===== Texto fornecido

Com esta ação na AIMA do Porto, já é de três o número
de protestos promovidos por diferentes grupos, mas tendo os imigrantes como
alvo. “A AIMA ficará encerrada, por determinação nossa e por tempo indefinido,
enquanto os portugueses forem cidadãos de segunda na sua própria terra”,
declarou Rui da Fonseca e Castro, num vídeo partilhado no grupo na rede social Telegram. Também foram colados QR Codes
de propaganda do Habeas Corpus. Nos grupos online,
a iniciativa foi festejada. “Esses estrangeiros vieram para substituir a raça
branca; e, por isso, tudo fazem para nos eliminar”, escreveu uma militante.
Outros sugeriram a mesma ação em Lisboa e outras
iniciativas, como “colocar carne de porco”.
Estas atividades são, geralmente, focadas contra
pessoas LGBTI+, contra judeus e contra o 25 de Abril. Uma das ações recentes
foi colocar uma cabeça de porco crua na mesa da reunião da Câmara Municipal de
Vila Franca de Xira. No site oficial,
o grupo frisa que a “luta é do Bem contra o Mal, dos valores Cristãos
Ocidentais, que fazem da civilização europeia a mais evoluída e avançada do
mundo, contra a seita do Anticristo”.

==========
===== Material

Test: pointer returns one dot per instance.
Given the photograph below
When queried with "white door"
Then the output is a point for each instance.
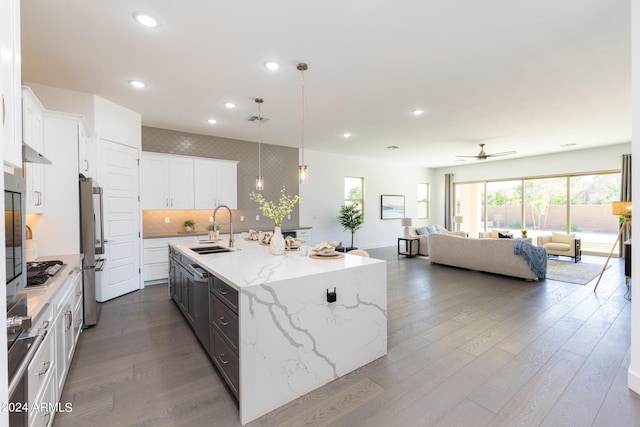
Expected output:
(119, 175)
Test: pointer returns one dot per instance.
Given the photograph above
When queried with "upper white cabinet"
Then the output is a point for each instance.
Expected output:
(32, 133)
(181, 182)
(10, 77)
(216, 183)
(167, 182)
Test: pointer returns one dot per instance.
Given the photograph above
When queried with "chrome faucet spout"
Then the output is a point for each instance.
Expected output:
(215, 211)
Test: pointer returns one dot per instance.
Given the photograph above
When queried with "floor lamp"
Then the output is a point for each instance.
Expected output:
(619, 209)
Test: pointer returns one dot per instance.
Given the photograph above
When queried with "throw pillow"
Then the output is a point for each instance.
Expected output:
(562, 237)
(422, 231)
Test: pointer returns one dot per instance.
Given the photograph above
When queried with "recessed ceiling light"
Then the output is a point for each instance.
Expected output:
(146, 20)
(137, 84)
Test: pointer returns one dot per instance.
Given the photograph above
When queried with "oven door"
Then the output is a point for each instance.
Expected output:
(20, 355)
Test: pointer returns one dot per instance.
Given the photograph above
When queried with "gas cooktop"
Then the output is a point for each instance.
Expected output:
(39, 272)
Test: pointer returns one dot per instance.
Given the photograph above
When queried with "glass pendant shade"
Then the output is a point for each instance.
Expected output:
(303, 174)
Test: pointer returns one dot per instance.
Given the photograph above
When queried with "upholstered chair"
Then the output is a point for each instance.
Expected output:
(562, 244)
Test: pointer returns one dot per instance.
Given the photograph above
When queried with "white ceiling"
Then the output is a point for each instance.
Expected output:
(524, 75)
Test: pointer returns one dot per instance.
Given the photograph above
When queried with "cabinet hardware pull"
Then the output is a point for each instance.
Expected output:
(46, 365)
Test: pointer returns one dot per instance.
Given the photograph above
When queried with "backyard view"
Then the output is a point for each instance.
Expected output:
(580, 204)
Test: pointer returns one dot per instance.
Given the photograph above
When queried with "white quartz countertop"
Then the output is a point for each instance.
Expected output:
(251, 264)
(39, 296)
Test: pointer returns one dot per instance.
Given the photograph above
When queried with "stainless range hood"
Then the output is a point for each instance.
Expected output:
(29, 155)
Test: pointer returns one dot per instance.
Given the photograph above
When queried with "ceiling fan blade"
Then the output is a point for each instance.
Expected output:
(504, 153)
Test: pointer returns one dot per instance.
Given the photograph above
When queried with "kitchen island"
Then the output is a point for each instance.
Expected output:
(292, 336)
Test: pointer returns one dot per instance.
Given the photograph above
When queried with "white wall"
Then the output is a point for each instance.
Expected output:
(589, 160)
(324, 194)
(634, 367)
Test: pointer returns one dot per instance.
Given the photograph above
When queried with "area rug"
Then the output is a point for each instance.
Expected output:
(580, 273)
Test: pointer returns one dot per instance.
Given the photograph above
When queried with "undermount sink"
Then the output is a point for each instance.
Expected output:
(211, 250)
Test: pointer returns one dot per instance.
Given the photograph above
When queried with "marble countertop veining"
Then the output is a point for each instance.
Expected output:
(39, 296)
(251, 264)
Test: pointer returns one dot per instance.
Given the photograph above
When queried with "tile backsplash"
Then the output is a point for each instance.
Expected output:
(279, 167)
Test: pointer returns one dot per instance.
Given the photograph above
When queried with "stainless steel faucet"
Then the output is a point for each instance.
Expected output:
(215, 211)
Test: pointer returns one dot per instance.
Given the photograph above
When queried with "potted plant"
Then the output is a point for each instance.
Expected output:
(351, 218)
(188, 225)
(213, 230)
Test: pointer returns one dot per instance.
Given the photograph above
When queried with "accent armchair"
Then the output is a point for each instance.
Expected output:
(562, 244)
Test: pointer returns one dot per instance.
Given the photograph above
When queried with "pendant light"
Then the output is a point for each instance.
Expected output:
(259, 179)
(303, 172)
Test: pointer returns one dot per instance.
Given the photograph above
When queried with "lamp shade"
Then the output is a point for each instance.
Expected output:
(621, 208)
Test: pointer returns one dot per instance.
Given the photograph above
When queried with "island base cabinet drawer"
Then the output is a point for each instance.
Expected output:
(226, 321)
(225, 292)
(227, 362)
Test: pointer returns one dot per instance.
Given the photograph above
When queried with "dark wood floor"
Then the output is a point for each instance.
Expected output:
(465, 349)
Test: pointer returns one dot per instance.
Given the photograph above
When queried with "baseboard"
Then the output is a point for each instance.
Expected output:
(633, 381)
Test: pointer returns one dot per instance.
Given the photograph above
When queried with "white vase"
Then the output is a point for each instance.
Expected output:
(276, 246)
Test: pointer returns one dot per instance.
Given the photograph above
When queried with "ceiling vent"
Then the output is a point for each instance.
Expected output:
(256, 118)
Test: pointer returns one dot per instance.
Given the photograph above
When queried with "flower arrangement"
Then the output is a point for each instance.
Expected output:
(270, 210)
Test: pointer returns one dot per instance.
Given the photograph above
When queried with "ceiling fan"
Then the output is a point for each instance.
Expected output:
(484, 156)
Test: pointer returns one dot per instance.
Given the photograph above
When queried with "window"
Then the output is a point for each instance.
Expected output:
(354, 191)
(423, 201)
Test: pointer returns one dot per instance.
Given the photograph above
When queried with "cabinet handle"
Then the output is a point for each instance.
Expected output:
(46, 366)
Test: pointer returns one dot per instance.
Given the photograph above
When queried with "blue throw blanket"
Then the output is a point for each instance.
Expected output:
(536, 256)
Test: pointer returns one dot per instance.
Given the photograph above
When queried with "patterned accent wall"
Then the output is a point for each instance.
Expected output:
(279, 167)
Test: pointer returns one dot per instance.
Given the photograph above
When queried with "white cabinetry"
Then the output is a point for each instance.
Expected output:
(10, 77)
(32, 134)
(215, 183)
(66, 335)
(167, 182)
(182, 182)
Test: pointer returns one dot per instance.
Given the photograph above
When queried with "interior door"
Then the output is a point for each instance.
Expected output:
(119, 176)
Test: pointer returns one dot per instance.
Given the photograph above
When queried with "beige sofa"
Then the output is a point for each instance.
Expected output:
(424, 245)
(490, 255)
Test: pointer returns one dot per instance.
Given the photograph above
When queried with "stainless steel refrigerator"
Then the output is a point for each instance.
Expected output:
(91, 244)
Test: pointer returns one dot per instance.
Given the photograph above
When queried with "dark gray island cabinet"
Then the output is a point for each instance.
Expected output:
(271, 324)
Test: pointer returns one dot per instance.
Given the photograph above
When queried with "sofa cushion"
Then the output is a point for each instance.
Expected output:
(562, 237)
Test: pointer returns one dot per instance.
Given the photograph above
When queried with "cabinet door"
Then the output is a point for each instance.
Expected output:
(155, 182)
(205, 184)
(180, 183)
(227, 184)
(10, 77)
(32, 133)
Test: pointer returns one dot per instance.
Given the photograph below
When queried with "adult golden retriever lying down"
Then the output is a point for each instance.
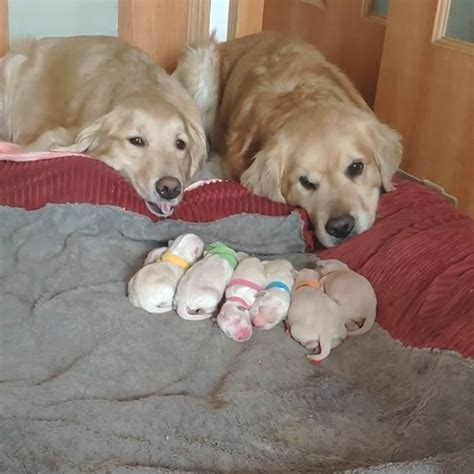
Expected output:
(100, 96)
(293, 128)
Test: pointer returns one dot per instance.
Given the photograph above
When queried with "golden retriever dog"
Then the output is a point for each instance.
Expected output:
(293, 128)
(97, 95)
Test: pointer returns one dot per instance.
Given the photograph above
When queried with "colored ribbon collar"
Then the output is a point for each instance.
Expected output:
(246, 283)
(308, 284)
(279, 285)
(226, 253)
(169, 257)
(241, 301)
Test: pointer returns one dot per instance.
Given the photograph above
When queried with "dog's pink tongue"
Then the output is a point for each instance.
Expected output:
(166, 208)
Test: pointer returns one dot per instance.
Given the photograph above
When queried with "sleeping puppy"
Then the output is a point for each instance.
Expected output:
(293, 129)
(352, 292)
(153, 287)
(271, 305)
(314, 319)
(99, 96)
(202, 287)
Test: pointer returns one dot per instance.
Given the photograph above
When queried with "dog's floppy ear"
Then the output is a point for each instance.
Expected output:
(388, 153)
(197, 147)
(263, 177)
(87, 138)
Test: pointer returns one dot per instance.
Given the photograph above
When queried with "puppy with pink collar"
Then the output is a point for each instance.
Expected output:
(271, 305)
(247, 281)
(201, 289)
(153, 287)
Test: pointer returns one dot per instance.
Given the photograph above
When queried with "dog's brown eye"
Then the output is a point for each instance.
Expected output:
(307, 184)
(355, 169)
(137, 141)
(180, 144)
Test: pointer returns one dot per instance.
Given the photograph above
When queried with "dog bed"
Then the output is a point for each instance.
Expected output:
(90, 383)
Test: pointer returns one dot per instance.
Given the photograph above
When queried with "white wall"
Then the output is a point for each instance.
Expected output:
(38, 18)
(218, 18)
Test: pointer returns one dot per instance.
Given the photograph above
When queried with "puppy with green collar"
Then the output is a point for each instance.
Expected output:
(202, 288)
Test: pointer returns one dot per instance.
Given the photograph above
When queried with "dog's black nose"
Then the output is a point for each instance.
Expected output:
(340, 227)
(168, 188)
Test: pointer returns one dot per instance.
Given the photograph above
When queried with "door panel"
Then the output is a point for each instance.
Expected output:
(426, 91)
(345, 31)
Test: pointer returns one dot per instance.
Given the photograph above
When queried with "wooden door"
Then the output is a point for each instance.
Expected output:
(426, 91)
(347, 32)
(159, 27)
(163, 27)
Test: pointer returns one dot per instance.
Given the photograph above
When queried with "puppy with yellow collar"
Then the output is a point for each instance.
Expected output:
(153, 287)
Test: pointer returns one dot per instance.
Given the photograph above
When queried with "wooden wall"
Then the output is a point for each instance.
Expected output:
(342, 30)
(163, 27)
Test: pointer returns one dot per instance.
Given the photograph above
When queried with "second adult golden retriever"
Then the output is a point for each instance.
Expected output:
(293, 128)
(100, 96)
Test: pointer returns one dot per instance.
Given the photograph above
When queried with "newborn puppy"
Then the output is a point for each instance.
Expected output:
(271, 305)
(153, 286)
(352, 292)
(247, 280)
(202, 287)
(314, 319)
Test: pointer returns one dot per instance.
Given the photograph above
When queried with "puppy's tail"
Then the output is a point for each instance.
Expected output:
(325, 345)
(198, 71)
(368, 323)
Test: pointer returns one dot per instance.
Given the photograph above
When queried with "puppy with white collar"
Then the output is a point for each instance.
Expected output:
(352, 292)
(314, 319)
(202, 287)
(153, 287)
(234, 317)
(271, 305)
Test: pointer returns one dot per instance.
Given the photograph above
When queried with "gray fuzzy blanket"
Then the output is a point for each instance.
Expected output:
(88, 383)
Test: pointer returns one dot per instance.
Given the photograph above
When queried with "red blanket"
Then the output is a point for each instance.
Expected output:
(419, 255)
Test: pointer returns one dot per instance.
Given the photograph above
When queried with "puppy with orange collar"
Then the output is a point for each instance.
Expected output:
(353, 293)
(247, 281)
(314, 319)
(153, 287)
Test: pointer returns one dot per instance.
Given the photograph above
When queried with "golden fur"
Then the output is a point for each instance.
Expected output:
(280, 115)
(93, 94)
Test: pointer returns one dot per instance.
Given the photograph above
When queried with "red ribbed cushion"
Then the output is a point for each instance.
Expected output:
(419, 255)
(32, 185)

==========

* Tarefa A *
Enumera todas as localidades portuguesas referidas no texto sobre os protestos na AIMA.
* Tarefa B *
Prolonga o texto sobre os protestos na AIMA a partir da última frase apresentada.
Este material vem de uma fonte diferente da do texto.

* Resposta A *
Porto, Lisboa, Vila Franca de Xira

* Resposta B *
Para a investigadora da Faculdade de Direito
Universidade de Lisboa, Ana Rita Gil, “é um momento em que os discursos
intolerantes passaram a ter um espaço mais público para se exteriorizarem”. De acordo
com a especialista e relatora nacional de diversos estudos para a Comissão Europeia
e para o PE, nesta matéria, a ascensão do Chega tornou o tema da imigração fraturante
na sociedade portuguesa, mudando o paradigma e demonstrando que há espaço para
discursos intolerantes, cujas ideias já poderiam existir, mas não tinham ‘tempo
de antena’”.
Para a investigadora, é importante ouvir as
preocupações das pessoas e dar respostas. “Perceber de onde vem a preocupação e
responder à mesma, ao invés de catalogar, imediatamente, tudo como sendo
intolerância ou xenofobia. Por vezes, é apenas preocupação com o descontrolo,
pura e simplesmente”, analisa, sustentando que, se a resposta não for adequada,
podem ser atraídas para a causa pessoas inicialmente moderadas, que, não sendo
ouvidas, passam intolerantes.
Por mais números que se exibam sobre a importância da mão-de-obra
dos imigrantes no mercado de trabalho e nas receitas para a Segurança Social e
para o fisco (é verdade), é preciso que o governo gira as migrações, de forma que seja
sustentável para todos, pois, enquanto a população vir pessoas sem-abrigo
migrantes na rua, nenhuma estatística as tornará menos extremistas. Depois, há
que saber integrá-los, ministrar-lhes o ensino do Português e fazê-los
cumpridores das nossas leis, mas respeitando, dentro do possível, as suas caraterísticas
culturais.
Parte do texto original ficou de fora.